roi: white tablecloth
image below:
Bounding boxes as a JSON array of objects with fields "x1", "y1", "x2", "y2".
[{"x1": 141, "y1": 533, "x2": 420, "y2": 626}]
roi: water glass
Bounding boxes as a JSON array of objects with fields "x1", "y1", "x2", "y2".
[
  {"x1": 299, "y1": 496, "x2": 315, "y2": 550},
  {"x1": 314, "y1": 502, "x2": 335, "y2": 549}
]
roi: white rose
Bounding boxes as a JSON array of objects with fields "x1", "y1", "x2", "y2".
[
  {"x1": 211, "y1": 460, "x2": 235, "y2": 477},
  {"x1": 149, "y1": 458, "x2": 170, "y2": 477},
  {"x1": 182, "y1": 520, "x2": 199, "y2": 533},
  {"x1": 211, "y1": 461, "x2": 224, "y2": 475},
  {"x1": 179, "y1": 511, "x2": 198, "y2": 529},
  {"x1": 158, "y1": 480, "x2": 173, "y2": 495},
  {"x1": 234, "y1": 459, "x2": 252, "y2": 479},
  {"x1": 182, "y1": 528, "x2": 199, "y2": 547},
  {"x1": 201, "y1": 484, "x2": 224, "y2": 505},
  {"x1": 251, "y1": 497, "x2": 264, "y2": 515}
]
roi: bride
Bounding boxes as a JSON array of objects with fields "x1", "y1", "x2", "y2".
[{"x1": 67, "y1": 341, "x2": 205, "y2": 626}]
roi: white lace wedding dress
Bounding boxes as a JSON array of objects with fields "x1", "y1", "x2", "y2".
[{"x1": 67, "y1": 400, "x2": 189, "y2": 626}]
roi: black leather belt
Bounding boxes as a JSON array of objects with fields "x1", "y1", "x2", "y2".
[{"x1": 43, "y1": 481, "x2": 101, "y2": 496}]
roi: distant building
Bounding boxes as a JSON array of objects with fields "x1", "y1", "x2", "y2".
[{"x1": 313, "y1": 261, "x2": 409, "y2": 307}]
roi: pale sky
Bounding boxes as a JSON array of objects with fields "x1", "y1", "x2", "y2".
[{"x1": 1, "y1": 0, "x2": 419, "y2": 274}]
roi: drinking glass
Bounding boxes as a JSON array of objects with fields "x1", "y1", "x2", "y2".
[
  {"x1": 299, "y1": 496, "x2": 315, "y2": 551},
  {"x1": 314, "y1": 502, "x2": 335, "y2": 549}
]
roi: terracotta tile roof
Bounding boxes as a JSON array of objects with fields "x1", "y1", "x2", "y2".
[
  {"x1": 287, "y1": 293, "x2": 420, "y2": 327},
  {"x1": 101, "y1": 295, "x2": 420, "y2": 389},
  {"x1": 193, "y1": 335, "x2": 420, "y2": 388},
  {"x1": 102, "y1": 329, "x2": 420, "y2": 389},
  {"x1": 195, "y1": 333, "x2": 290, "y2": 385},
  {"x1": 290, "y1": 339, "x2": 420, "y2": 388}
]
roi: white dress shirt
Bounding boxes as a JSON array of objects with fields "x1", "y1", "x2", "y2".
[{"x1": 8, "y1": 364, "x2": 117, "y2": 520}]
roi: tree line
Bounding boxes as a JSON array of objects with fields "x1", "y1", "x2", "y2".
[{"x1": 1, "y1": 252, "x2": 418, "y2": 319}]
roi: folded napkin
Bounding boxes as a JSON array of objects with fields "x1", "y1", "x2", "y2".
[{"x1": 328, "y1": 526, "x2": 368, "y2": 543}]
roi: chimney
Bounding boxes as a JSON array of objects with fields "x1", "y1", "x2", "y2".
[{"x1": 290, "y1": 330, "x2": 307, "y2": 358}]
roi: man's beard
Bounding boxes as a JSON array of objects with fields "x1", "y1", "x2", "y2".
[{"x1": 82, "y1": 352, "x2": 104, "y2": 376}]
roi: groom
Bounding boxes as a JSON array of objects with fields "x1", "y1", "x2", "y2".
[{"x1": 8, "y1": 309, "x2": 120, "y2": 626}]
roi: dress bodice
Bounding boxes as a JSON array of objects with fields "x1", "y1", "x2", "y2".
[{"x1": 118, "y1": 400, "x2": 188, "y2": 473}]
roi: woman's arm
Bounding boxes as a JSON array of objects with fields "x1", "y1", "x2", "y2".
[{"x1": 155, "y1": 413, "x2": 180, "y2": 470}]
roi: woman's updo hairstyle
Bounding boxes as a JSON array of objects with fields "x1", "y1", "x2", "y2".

──────

▶ [Your task]
Transcribe, in full, each record that appears above.

▶ [Output for this exercise]
roi: white tablecloth
image below:
Bounding boxes as a JSON array of objects with fields "x1", "y1", "x2", "y2".
[{"x1": 141, "y1": 533, "x2": 420, "y2": 626}]
roi: water glass
Bounding boxes as a JSON array of objects with fields "x1", "y1", "x2", "y2".
[
  {"x1": 299, "y1": 496, "x2": 315, "y2": 550},
  {"x1": 314, "y1": 502, "x2": 335, "y2": 549}
]
roi: white rose
Bounding boxes as a JSON array of objects with fields "x1", "y1", "x2", "y2".
[
  {"x1": 211, "y1": 460, "x2": 235, "y2": 477},
  {"x1": 149, "y1": 458, "x2": 170, "y2": 477},
  {"x1": 182, "y1": 520, "x2": 199, "y2": 533},
  {"x1": 211, "y1": 461, "x2": 224, "y2": 475},
  {"x1": 179, "y1": 511, "x2": 198, "y2": 529},
  {"x1": 158, "y1": 480, "x2": 173, "y2": 495},
  {"x1": 234, "y1": 459, "x2": 252, "y2": 479},
  {"x1": 182, "y1": 528, "x2": 199, "y2": 547},
  {"x1": 201, "y1": 484, "x2": 224, "y2": 505},
  {"x1": 251, "y1": 497, "x2": 264, "y2": 515}
]
roi: bride
Bounding boxes as a JSON array of objects with fields "x1", "y1", "x2", "y2".
[{"x1": 67, "y1": 341, "x2": 205, "y2": 626}]
roi: white lace wedding dress
Bounding boxes as a JSON array of objects with fields "x1", "y1", "x2", "y2".
[{"x1": 67, "y1": 400, "x2": 189, "y2": 626}]
roi: black leather belt
Bounding boxes as a JSON array of objects with fields "x1", "y1", "x2", "y2".
[{"x1": 43, "y1": 481, "x2": 101, "y2": 496}]
roi: distant building
Bounding boxes as a JSON array of objects with fields "x1", "y1", "x2", "y2".
[{"x1": 313, "y1": 261, "x2": 409, "y2": 307}]
roi: pale sky
Bounding boxes as a JSON array of objects with fields "x1", "y1", "x2", "y2".
[{"x1": 1, "y1": 0, "x2": 419, "y2": 274}]
roi: drinking glass
Bounding boxes as a JSON array of objects with fields "x1", "y1", "x2", "y2".
[
  {"x1": 299, "y1": 496, "x2": 315, "y2": 551},
  {"x1": 314, "y1": 502, "x2": 335, "y2": 549}
]
roi: terracotta tile roof
Bounding boxes as a JSON array of objects with fields "x1", "y1", "x2", "y2".
[
  {"x1": 287, "y1": 293, "x2": 420, "y2": 327},
  {"x1": 101, "y1": 295, "x2": 420, "y2": 389},
  {"x1": 193, "y1": 335, "x2": 420, "y2": 388},
  {"x1": 102, "y1": 329, "x2": 420, "y2": 389},
  {"x1": 195, "y1": 333, "x2": 290, "y2": 385},
  {"x1": 290, "y1": 339, "x2": 420, "y2": 388}
]
roi: white dress shirt
Bounding boxes as a JSON array of objects with fields "x1", "y1", "x2", "y2".
[{"x1": 8, "y1": 364, "x2": 117, "y2": 520}]
roi: tree line
Bounding boxes as a JSON array of objects with fields "x1", "y1", "x2", "y2".
[{"x1": 1, "y1": 252, "x2": 418, "y2": 319}]
roi: folded napkin
Bounding boxes as a JSON array of objects with fields "x1", "y1", "x2", "y2".
[{"x1": 328, "y1": 526, "x2": 368, "y2": 543}]
roi: chimney
Bounding boxes as a JSON array of objects with fields "x1", "y1", "x2", "y2".
[{"x1": 290, "y1": 330, "x2": 307, "y2": 358}]
roi: man's beard
Bounding boxes as a JSON array of objects with fields "x1", "y1", "x2", "y2".
[{"x1": 82, "y1": 352, "x2": 104, "y2": 376}]
roi: groom
Bounding boxes as a JSON array of objects with fields "x1", "y1", "x2", "y2".
[{"x1": 8, "y1": 309, "x2": 120, "y2": 626}]
roi: dress bodice
Bounding boxes as a JSON array of objects with fields "x1", "y1", "x2", "y2".
[{"x1": 118, "y1": 400, "x2": 188, "y2": 473}]
roi: woman's arm
Bounding boxes as a JSON array of objects with fields "x1", "y1", "x2", "y2".
[{"x1": 155, "y1": 413, "x2": 180, "y2": 470}]
roi: woman's updo hairstyle
Bounding boxes as a JSON array of objects with fields "x1", "y1", "x2", "y2".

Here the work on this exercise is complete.